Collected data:
+-------+
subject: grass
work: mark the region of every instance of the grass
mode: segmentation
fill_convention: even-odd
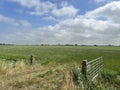
[[[0,76],[0,90],[75,90],[74,87],[66,65],[26,66],[17,73]]]
[[[92,84],[92,90],[115,90],[111,88],[120,86],[120,47],[117,46],[0,46],[0,51],[2,90],[76,90],[76,83],[81,83],[82,90],[80,77],[76,74],[73,79],[70,73],[73,64],[80,67],[82,60],[100,56],[104,59],[105,72],[98,77],[99,82]],[[29,65],[31,55],[36,59],[33,66]]]
[[[120,64],[120,47],[94,46],[0,46],[0,59],[6,61],[23,60],[27,64],[31,54],[37,63],[81,63],[103,56],[105,68],[118,71]]]
[[[103,70],[94,81],[85,79],[78,66],[75,66],[72,72],[78,90],[119,90],[120,88],[118,72]]]

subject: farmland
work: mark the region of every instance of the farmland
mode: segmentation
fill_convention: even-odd
[[[47,63],[81,63],[103,56],[105,67],[118,71],[120,64],[120,47],[94,46],[0,46],[0,59],[7,61],[24,60],[29,62],[30,55],[37,62]]]
[[[35,62],[36,64],[32,67],[29,66],[29,59],[31,55],[34,55],[36,60]],[[42,83],[40,82],[41,80],[39,79],[43,77],[44,79],[49,78],[49,77],[46,77],[45,75],[48,75],[48,76],[50,75],[51,78],[59,77],[59,80],[57,81],[54,81],[54,80],[50,81],[56,85],[62,82],[60,78],[62,77],[63,74],[66,74],[65,73],[66,71],[69,71],[72,69],[72,66],[74,63],[77,63],[77,65],[80,66],[82,60],[93,60],[100,56],[103,57],[105,70],[112,73],[120,73],[120,47],[118,46],[0,46],[0,62],[1,62],[0,67],[2,68],[2,65],[3,66],[9,65],[10,63],[14,65],[14,67],[12,66],[11,69],[9,67],[8,70],[7,68],[5,69],[3,68],[3,70],[0,69],[1,75],[4,75],[4,74],[9,75],[8,72],[12,75],[12,74],[15,74],[15,72],[19,74],[20,72],[26,71],[29,74],[27,73],[27,75],[24,76],[24,79],[26,79],[29,75],[30,75],[29,77],[37,76],[37,78],[34,77],[35,80],[30,79],[31,81],[28,81],[29,82],[28,84],[25,83],[27,80],[24,82],[19,81],[20,77],[17,77],[17,80],[19,82],[14,80],[12,81],[9,80],[6,83],[1,84],[1,87],[3,87],[4,90],[7,90],[7,87],[6,89],[4,87],[5,85],[7,85],[8,88],[9,86],[13,85],[10,89],[12,90],[16,88],[25,89],[29,85],[31,85],[31,83],[34,85],[38,85],[38,83],[39,85],[42,85]],[[3,62],[6,62],[7,64]],[[16,69],[12,70],[15,67]],[[17,68],[17,67],[20,67],[20,68]],[[43,71],[43,72],[45,71],[45,72],[41,74],[39,73],[39,69],[40,71]],[[29,72],[29,70],[31,70],[31,72]],[[57,74],[54,74],[54,72]],[[21,80],[22,79],[23,77],[21,77]],[[1,83],[2,82],[3,81],[1,81]],[[14,82],[17,82],[17,83],[14,83]],[[60,85],[63,85],[63,83],[64,82],[62,82],[62,84],[60,83]],[[25,86],[22,84],[24,84]],[[59,88],[63,87],[60,85],[58,85]],[[38,86],[34,86],[34,88],[32,87],[33,89],[31,90],[34,90],[35,87],[38,87]],[[41,90],[54,90],[53,88],[50,89],[49,86],[48,88],[49,89],[43,88]],[[54,88],[58,88],[58,87],[54,86]],[[38,87],[38,90],[39,90],[39,87]],[[55,89],[55,90],[59,90],[59,89]]]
+-------+
_Task brief_
Could you reproduce all of the data above exactly and skip any image?

_Reply to the exercise_
subject: grass
work: mark the region of every instance of the grass
mode: segmentation
fill_convention: even-odd
[[[0,76],[0,90],[75,90],[74,87],[66,65],[26,66],[17,73]]]
[[[92,84],[92,90],[115,90],[111,88],[120,86],[120,47],[117,46],[0,46],[0,51],[2,90],[76,90],[76,83],[81,83],[82,90],[80,77],[76,74],[73,79],[70,73],[73,64],[80,67],[82,60],[100,56],[104,59],[105,72],[98,77],[99,82]],[[29,65],[31,55],[36,59],[33,66]]]
[[[120,64],[120,47],[94,46],[0,46],[0,59],[6,61],[23,60],[27,64],[31,54],[37,63],[81,63],[103,56],[105,68],[118,71]]]
[[[103,70],[94,81],[85,79],[78,66],[75,66],[72,72],[78,90],[119,90],[120,88],[118,72]]]

subject: farmland
work: mark the region of every instance of the farmland
mode: segmentation
fill_convention: even-odd
[[[47,63],[81,63],[103,56],[105,67],[118,71],[120,64],[120,47],[94,46],[0,46],[0,59],[7,61],[24,60],[29,62],[30,55],[37,62]]]
[[[35,62],[36,64],[32,67],[29,66],[29,59],[31,55],[34,55],[36,60]],[[42,83],[40,82],[41,80],[39,79],[43,77],[44,79],[49,78],[49,77],[46,77],[45,75],[48,75],[48,76],[50,75],[51,78],[59,77],[59,80],[57,81],[54,81],[54,80],[50,81],[56,85],[62,82],[60,78],[62,77],[63,74],[66,74],[65,73],[66,71],[69,71],[72,69],[72,66],[74,63],[77,63],[77,65],[80,66],[82,60],[93,60],[100,56],[103,57],[105,70],[112,73],[120,73],[120,47],[118,46],[0,46],[0,62],[1,62],[0,67],[2,68],[2,65],[3,66],[9,65],[10,63],[14,65],[14,67],[12,66],[11,69],[9,67],[8,70],[7,68],[5,69],[3,68],[3,70],[0,69],[1,75],[4,75],[4,74],[9,75],[8,72],[12,75],[12,74],[15,74],[15,72],[19,74],[20,72],[26,71],[29,74],[27,73],[27,75],[24,76],[24,79],[26,79],[29,75],[30,75],[29,77],[37,76],[37,78],[34,77],[35,80],[30,79],[31,81],[28,81],[29,82],[28,84],[25,83],[27,80],[24,82],[19,81],[20,77],[17,77],[17,80],[19,82],[14,80],[12,81],[9,80],[6,83],[1,84],[1,87],[3,87],[4,90],[7,90],[7,87],[6,89],[4,87],[5,85],[7,85],[8,88],[9,86],[13,85],[10,89],[12,90],[16,88],[25,89],[29,85],[31,85],[31,83],[34,85],[38,85],[38,83],[39,85],[42,85]],[[3,62],[6,62],[7,64]],[[16,69],[12,70],[15,67]],[[17,68],[17,67],[20,67],[20,68]],[[43,71],[43,72],[45,71],[45,72],[41,74],[39,73],[39,69],[40,71]],[[29,72],[29,70],[31,70],[31,72]],[[57,74],[54,74],[54,72]],[[21,80],[22,79],[23,77],[21,77]],[[1,83],[2,82],[3,81],[1,81]],[[14,82],[17,82],[17,83],[14,83]],[[60,85],[63,85],[63,83],[64,82],[62,82],[62,84],[60,83]],[[25,86],[22,84],[24,84]],[[59,88],[63,87],[60,85],[58,85]],[[38,86],[34,86],[34,88],[32,87],[33,89],[31,90],[34,90],[35,87],[38,87]],[[41,90],[54,90],[53,88],[50,89],[49,86],[48,88],[49,89],[43,88]],[[54,88],[58,88],[58,87],[54,86]],[[38,87],[38,90],[39,90],[39,87]],[[55,89],[55,90],[59,90],[59,89]]]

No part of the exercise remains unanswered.